> **Extract to read**:
________
After McConnnell, however, any gap that arguably might have existed between the meaning of influencing elections under FECA and 527 has disappeared. As we have seen, the best reading of FECA after McConnell is that an organization that devotes a majority of its spending to "federal election activities," as defined by McCain-Feingold and discussed in McConnell, has influencing federal elections as its major purpose and thus is a political committee under FECA. Yet the kind of activities that count as "federal election activities" under this definition - voter registration, GOTV, and communications supporting or opposing a candidate even though they lack "express advocacy" - are just the sort of activities that qualify as seeking to influence an election under 527. Thus, any organization that devotes itself primarily to this category of activities is both a 527 under the Code and a political committee under FECA.
There remains to consider, however, state-oriented 527 organizations - ones devoted primarily to influencing state (or local), rather than federal, elections. If an organization were to devote itself exclusively to influencing state races and never spent a penny of its funds on "federal election activities," then quite clearly it would still qualify as a 527 and yet not be a "political committee" under FECA. The same point is true of organizations that devote most of their spending to influencing state elections and only a minor portion of their resources to "federal election activities."
________
> **Listed records**:
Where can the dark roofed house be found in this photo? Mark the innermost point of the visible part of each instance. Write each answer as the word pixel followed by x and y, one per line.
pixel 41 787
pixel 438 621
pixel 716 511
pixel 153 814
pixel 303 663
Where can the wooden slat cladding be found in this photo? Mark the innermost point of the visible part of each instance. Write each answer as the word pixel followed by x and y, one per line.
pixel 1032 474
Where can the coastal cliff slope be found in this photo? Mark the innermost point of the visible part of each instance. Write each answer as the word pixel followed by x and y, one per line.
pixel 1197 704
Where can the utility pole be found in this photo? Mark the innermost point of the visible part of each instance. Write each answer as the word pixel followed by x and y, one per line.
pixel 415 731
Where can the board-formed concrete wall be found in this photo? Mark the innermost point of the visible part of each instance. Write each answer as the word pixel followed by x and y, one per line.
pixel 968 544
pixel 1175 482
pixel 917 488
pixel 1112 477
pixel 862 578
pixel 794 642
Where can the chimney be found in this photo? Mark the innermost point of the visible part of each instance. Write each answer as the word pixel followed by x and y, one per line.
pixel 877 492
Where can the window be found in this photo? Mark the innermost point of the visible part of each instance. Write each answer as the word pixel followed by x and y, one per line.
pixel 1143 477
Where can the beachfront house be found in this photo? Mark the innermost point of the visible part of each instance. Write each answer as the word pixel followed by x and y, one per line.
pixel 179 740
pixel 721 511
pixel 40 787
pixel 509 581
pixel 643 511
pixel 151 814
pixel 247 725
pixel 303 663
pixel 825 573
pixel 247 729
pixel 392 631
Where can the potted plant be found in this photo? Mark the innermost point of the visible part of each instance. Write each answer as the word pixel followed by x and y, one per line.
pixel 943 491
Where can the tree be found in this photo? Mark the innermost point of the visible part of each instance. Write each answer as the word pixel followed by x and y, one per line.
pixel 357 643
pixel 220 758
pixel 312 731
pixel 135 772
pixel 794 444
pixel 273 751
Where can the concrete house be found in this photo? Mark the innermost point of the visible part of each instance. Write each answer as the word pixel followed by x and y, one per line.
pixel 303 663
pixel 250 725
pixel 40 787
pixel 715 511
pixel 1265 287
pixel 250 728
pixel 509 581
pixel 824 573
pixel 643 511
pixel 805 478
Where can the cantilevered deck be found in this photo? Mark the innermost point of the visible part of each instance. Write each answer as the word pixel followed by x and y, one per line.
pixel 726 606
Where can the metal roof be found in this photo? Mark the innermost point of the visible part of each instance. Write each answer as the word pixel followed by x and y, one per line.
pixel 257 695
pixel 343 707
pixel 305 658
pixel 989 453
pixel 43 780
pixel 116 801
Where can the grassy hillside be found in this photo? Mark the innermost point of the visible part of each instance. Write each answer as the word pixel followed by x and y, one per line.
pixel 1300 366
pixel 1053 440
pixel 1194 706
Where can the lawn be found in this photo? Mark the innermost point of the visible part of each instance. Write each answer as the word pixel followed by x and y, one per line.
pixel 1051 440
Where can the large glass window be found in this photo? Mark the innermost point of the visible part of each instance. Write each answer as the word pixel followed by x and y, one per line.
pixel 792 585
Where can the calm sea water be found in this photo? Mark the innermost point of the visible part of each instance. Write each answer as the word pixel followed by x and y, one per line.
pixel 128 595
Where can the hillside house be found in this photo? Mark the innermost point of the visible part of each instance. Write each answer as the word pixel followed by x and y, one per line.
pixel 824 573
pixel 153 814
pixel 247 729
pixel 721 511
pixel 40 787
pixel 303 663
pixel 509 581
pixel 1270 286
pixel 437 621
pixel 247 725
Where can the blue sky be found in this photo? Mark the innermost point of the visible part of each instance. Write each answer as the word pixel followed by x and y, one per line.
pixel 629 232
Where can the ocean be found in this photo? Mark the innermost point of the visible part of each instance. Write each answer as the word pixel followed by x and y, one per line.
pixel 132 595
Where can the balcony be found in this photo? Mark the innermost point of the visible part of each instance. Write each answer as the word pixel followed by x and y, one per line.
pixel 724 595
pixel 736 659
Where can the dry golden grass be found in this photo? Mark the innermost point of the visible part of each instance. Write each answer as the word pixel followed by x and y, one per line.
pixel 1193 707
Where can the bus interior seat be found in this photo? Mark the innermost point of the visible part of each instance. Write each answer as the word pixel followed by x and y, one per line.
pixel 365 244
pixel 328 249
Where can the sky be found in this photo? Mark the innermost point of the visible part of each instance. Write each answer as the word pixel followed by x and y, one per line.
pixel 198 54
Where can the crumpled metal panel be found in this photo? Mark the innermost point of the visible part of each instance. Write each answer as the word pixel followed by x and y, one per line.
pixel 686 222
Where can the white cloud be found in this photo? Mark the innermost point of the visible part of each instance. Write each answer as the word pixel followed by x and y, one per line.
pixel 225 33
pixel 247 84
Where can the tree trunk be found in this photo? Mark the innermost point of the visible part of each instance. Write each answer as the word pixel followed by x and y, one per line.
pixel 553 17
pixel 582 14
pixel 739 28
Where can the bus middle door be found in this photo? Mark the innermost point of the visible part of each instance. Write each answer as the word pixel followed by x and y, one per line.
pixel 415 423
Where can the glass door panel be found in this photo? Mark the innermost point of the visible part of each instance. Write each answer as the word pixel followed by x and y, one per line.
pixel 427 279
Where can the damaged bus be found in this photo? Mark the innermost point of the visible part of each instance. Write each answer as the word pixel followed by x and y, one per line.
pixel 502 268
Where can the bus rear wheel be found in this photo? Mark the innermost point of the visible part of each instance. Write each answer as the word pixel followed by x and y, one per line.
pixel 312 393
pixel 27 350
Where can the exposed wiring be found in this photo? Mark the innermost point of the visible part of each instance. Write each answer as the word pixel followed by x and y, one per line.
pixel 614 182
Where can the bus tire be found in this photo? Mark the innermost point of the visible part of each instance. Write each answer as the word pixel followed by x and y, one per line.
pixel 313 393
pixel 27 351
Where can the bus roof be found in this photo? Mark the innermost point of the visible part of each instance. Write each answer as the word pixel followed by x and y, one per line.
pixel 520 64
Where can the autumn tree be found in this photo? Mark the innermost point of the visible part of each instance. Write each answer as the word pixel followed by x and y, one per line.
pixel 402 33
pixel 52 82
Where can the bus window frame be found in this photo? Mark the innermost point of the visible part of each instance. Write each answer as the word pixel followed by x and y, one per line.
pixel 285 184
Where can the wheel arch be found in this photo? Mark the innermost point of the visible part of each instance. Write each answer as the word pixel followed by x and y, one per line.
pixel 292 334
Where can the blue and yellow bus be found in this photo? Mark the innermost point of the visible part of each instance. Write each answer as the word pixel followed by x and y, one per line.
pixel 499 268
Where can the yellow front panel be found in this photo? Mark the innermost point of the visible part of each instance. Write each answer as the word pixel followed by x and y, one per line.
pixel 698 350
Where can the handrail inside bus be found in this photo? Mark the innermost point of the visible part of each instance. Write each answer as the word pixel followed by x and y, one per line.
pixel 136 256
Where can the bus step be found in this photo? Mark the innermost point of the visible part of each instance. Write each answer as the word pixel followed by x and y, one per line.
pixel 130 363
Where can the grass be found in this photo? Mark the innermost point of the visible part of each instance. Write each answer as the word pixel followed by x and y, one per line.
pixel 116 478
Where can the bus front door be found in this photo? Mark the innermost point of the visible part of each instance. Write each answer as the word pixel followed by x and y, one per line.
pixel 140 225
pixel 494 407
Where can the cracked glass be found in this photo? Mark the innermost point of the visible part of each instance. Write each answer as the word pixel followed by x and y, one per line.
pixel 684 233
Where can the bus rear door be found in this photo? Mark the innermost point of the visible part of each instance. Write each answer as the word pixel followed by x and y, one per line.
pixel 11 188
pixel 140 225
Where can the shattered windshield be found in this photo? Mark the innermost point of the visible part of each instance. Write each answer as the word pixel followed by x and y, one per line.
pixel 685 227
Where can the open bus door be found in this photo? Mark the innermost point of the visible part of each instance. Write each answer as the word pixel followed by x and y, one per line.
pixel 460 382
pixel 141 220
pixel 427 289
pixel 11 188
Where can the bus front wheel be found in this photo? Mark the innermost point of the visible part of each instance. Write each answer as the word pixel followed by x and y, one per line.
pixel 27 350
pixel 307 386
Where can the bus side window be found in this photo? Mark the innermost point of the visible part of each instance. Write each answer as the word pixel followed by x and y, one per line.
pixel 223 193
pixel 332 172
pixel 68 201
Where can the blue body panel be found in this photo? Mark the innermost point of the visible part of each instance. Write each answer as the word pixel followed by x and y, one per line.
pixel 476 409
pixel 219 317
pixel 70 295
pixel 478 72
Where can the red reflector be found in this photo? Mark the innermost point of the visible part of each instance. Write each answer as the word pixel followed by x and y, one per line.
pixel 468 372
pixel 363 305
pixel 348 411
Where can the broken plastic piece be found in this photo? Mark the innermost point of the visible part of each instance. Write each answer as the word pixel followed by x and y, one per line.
________
> **Task 1**:
Using the passage on FECA and 527 organizations, decide whether each statement agrees with it: (a) an organization that works only on state races and spends nothing on "federal election activities" would still qualify as a 527; (b) voter registration falls outside the activities counted as "federal election activities"; (c) an organization that devotes a majority of its spending to "federal election activities" has influencing federal elections as its major purpose. Answer yes or no for each, and quote the passage's deciding words.
> **Task 2**:
In the passage on FECA and 527 organizations, which organizations does the passage say "remain to consider"?
> **Task 3**:
Continue the passage on FECA and 527 organizations from its final sentence.

> **Task answer 1**:
(a) Yes: "it would still qualify as a 527"
(b) No: "voter registration, GOTV, and communications supporting or opposing a candidate even though they lack "express advocacy""
(c) Yes: "has influencing federal elections as its major purpose and thus is a political committee under FECA"

> **Task answer 2**:
State-oriented 527 organizations: those devoted primarily to influencing state or local elections rather than federal elections.

> **Task answer 3**:
Thus, a 527 organization - like the Soros-supported ACT - could escape being a "political committee" under FECA if the major part of its efforts were devoted to state-specific activities rather than "federal election activities." Determining whether a 527 is successful in this regard requires assessing the ratio of its spending on "federal election activities" in comparison to its spending on state-specific electoral activities: if the former is greater than the latter, then the 527 is a political committee under FECA, but otherwise not. Since the big advantage of evading the "political committee" designation is the ability of a 527 to receive contributions in amounts greater than $5,000 per donor, there is an enormous incentive to keep this ratio lower than 50-50. But for those 527s that do so, they are entitled to this prize: after all, the inevitable consequence of the "major purpose" test is that those organizations whose spending on "federal election activities" remains only a minor part of their mission need not comply with the extra strictures that FECA imposes on political committees.  It becomes especially important, however, that the FEC keep an eagle eye on these organizations, to see if they cross the 50-50 threshold, so that those 527s that should be classified as political committees are properly regulated. 
(c)(4)s. There is another kind of tax-exempt organization that needs discussion: the so-called "(c)(4)s," named after I.R.C. 501(c)(4). In contrast to 527s, these organizations are not permitted to have influencing elections as their primary purpose, although they may engage in electioneering as a secondary activity.  This kind of organization, then, would seem a useful vehicle for escaping the designation of a "political committee" under FECA. By contrast, (c)(3) organizations - which have additional tax benefits beyond those available to (c)(4)s pursuant to I.R.C. 501(c)(3) - are not permitted to participate either directly or indirectly in political campaigns and thus cannot serve as a vehicle for electioneering.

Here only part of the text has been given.